== DATA FOR THIS EXERCISE ==
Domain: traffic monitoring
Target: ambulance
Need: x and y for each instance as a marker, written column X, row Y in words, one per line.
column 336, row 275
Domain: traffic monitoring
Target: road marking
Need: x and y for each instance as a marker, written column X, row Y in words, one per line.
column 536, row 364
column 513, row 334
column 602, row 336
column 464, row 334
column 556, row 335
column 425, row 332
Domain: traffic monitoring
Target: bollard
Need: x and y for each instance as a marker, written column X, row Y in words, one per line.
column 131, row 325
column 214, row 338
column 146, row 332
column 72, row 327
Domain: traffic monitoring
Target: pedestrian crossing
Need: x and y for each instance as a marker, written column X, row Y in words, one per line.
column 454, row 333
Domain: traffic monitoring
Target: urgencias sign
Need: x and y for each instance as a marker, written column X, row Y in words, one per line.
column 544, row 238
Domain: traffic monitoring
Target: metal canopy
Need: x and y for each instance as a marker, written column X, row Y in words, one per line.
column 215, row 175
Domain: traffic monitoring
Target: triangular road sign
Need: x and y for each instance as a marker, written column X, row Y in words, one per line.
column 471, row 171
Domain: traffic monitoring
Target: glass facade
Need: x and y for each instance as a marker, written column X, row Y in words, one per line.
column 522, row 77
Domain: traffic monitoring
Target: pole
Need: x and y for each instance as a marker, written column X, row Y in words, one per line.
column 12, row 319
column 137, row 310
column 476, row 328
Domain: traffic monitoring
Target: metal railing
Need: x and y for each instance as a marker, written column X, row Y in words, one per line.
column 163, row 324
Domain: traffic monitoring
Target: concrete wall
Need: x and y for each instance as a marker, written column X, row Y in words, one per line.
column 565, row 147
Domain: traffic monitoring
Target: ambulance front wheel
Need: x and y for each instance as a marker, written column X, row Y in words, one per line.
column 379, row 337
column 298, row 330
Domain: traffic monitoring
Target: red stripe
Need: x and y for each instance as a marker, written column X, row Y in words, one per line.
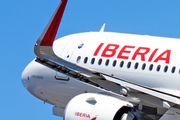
column 51, row 32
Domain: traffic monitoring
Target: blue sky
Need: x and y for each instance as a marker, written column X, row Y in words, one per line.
column 22, row 21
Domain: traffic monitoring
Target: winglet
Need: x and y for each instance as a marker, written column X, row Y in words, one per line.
column 49, row 33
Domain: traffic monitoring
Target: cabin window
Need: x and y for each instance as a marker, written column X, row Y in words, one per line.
column 165, row 68
column 100, row 61
column 143, row 66
column 78, row 59
column 114, row 63
column 121, row 64
column 173, row 69
column 129, row 65
column 151, row 67
column 93, row 60
column 136, row 65
column 85, row 60
column 158, row 68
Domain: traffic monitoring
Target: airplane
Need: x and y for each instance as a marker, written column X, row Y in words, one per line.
column 105, row 75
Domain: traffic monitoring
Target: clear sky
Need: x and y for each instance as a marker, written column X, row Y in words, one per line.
column 22, row 21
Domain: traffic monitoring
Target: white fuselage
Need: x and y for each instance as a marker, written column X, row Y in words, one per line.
column 144, row 60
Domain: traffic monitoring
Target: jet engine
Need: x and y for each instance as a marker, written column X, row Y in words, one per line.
column 91, row 106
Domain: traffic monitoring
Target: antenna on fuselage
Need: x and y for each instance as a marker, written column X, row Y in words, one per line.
column 103, row 27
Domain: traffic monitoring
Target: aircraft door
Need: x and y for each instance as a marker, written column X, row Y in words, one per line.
column 69, row 49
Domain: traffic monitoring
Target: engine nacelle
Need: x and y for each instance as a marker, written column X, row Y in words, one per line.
column 90, row 106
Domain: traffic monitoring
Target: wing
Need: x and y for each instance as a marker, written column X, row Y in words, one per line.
column 134, row 92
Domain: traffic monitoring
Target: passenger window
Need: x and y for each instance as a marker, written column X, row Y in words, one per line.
column 165, row 68
column 107, row 62
column 100, row 61
column 78, row 59
column 143, row 66
column 158, row 68
column 114, row 63
column 93, row 60
column 136, row 65
column 151, row 67
column 122, row 63
column 85, row 60
column 173, row 69
column 129, row 65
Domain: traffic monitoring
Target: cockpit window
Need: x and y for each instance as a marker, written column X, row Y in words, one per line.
column 78, row 59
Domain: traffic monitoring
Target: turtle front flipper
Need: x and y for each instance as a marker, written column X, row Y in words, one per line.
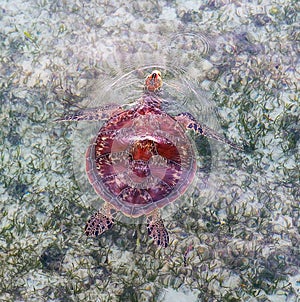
column 93, row 114
column 189, row 122
column 101, row 221
column 157, row 230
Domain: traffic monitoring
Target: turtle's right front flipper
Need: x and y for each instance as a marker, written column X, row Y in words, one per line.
column 93, row 114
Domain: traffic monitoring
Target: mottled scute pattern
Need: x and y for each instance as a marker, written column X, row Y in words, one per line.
column 141, row 160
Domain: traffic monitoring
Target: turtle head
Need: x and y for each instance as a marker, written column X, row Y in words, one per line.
column 153, row 81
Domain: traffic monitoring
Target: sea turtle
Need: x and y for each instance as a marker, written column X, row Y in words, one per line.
column 141, row 160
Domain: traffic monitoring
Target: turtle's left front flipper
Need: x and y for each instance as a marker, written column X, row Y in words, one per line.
column 189, row 122
column 157, row 230
column 93, row 114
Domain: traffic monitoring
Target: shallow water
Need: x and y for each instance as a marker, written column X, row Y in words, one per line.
column 234, row 65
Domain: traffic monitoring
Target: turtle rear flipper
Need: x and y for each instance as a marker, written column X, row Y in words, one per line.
===
No picture belongs in the answer; the rest of the records must be repeated exactly.

Domain: traffic monitoring
Target: ambulance
Need: x and y for each instance as a marker, written column X, row Y in words, one per line.
column 336, row 275
Domain: traffic monitoring
Target: road marking
Need: x and y for each instance as a marker, written column X, row Y in words, one per line.
column 536, row 364
column 513, row 334
column 602, row 336
column 464, row 334
column 556, row 335
column 425, row 332
Domain: traffic monitoring
Target: bollard
Need: x and y for each instance as a marker, written column X, row Y in words, one per line.
column 131, row 325
column 214, row 338
column 146, row 332
column 72, row 327
Domain: traffic monitoring
Target: pedestrian crossing
Need: x and y for each instance as a marker, written column X, row Y in words, one per line.
column 454, row 333
Domain: traffic monitoring
Target: urgencias sign
Need: x and y for each instance as a marker, written column X, row Y in words, one per line.
column 544, row 238
Domain: traffic monitoring
Target: metal canopy
Need: x and y for each instance as a marker, written column X, row Y in words, one per line.
column 215, row 175
Domain: traffic monitoring
Target: triangular road sign
Need: x and y for each instance as a marker, written column X, row Y in words, one per line.
column 471, row 171
Domain: traffic monitoring
Target: glass facade
Need: x and y for each instance as a marker, written column X, row Y in words, one per line.
column 522, row 77
Domain: traffic monitoring
Target: pole
Need: x and y for each instance as a marker, written column X, row Y in words, one per line.
column 12, row 319
column 137, row 310
column 476, row 328
Domain: traffic monitoring
Target: metal railing
Need: x and y for each instance as a marker, written column X, row Y in words, one per line.
column 163, row 324
Domain: traffic monitoring
Target: concrete wall
Need: x and y for each instance as a marker, written column X, row Y in words, one per line.
column 565, row 147
Domain: traffic monitoring
Target: ambulance front wheel
Need: x and y for each instance as a marker, written column X, row Y in words, one per line.
column 379, row 337
column 298, row 330
Domain: traffic monitoring
Target: red stripe
Need: x and y for each instance as a marker, written column X, row Y in words, one per line.
column 51, row 32
Domain: traffic monitoring
Target: blue sky
Need: x and y for each instance as a marker, written column X, row Y in words, one per line.
column 22, row 21
Domain: traffic monitoring
Target: winglet
Need: x and y for each instance as a marker, written column X, row Y in words, one per line.
column 49, row 33
Domain: traffic monitoring
Target: cabin window
Need: x and y for each instance as a marker, written column X, row Y in words, one per line.
column 165, row 68
column 100, row 61
column 143, row 66
column 78, row 59
column 114, row 63
column 121, row 64
column 173, row 69
column 129, row 65
column 151, row 67
column 93, row 60
column 136, row 65
column 85, row 60
column 158, row 68
Domain: traffic monitoring
Target: airplane
Need: x and y for each instance as a marker, written column X, row Y in words, one per line.
column 105, row 75
Domain: traffic monitoring
Target: clear sky
Need: x and y for each instance as a marker, written column X, row Y in words, one per line.
column 22, row 21
Domain: traffic monitoring
Target: white fuselage
Need: x and y for each instance as a marker, written column X, row Y in words, one per line.
column 144, row 60
Domain: traffic monitoring
Target: jet engine
Need: x and y for each instance as a marker, written column X, row Y in words, one per line.
column 91, row 106
Domain: traffic monitoring
Target: antenna on fuselage
Need: x and y for each instance as a marker, written column X, row Y in words, one per line.
column 103, row 27
Domain: traffic monitoring
Target: aircraft door
Need: x and y for each instance as a marker, written column X, row Y in words, one per line.
column 69, row 49
Domain: traffic monitoring
Target: engine nacelle
Need: x and y for each instance as a marker, written column X, row Y in words, one per line.
column 90, row 106
Domain: traffic monitoring
Target: wing
Need: x and y for each instance as a marker, written column X, row Y in words, one per line.
column 134, row 92
Domain: traffic monitoring
Target: passenger window
Need: x and y for each instance as a marker, written column X, row Y in words, one per line.
column 165, row 68
column 107, row 62
column 100, row 61
column 78, row 59
column 143, row 66
column 158, row 68
column 114, row 63
column 93, row 60
column 136, row 65
column 151, row 67
column 122, row 63
column 85, row 60
column 173, row 69
column 129, row 65
Domain: traffic monitoring
Target: cockpit window
Need: x and y for each instance as a marker, written column X, row Y in words, one per line.
column 78, row 59
Domain: traffic monitoring
Target: turtle front flipper
Need: x and y for each instance as a marker, written column X, row Y in words, one per line.
column 93, row 114
column 189, row 122
column 101, row 221
column 157, row 230
Domain: traffic monitoring
Target: turtle's right front flipper
Need: x and y for each instance as a marker, written column X, row Y in words, one per line.
column 93, row 114
Domain: traffic monitoring
Target: mottled scute pattern
Need: x and y for each instance as a marker, written column X, row Y in words, one per line.
column 141, row 160
Domain: traffic monitoring
Target: turtle head
Need: x and y for each instance as a marker, written column X, row Y in words, one per line.
column 153, row 81
Domain: traffic monitoring
Target: sea turtle
Need: x and y for each instance as a marker, written column X, row Y in words, one per line.
column 141, row 160
Domain: traffic monitoring
Target: turtle's left front flipper
Need: x and y for each instance as a marker, written column X, row Y in words, one per line.
column 189, row 122
column 157, row 230
column 93, row 114
Domain: traffic monitoring
Target: shallow water
Need: x and y for each instance as a marker, written column X, row Y in words, one per line.
column 234, row 65
Domain: traffic monitoring
Target: turtle rear flipper
Need: x and y for each instance as a marker, written column X, row Y in words, one per line.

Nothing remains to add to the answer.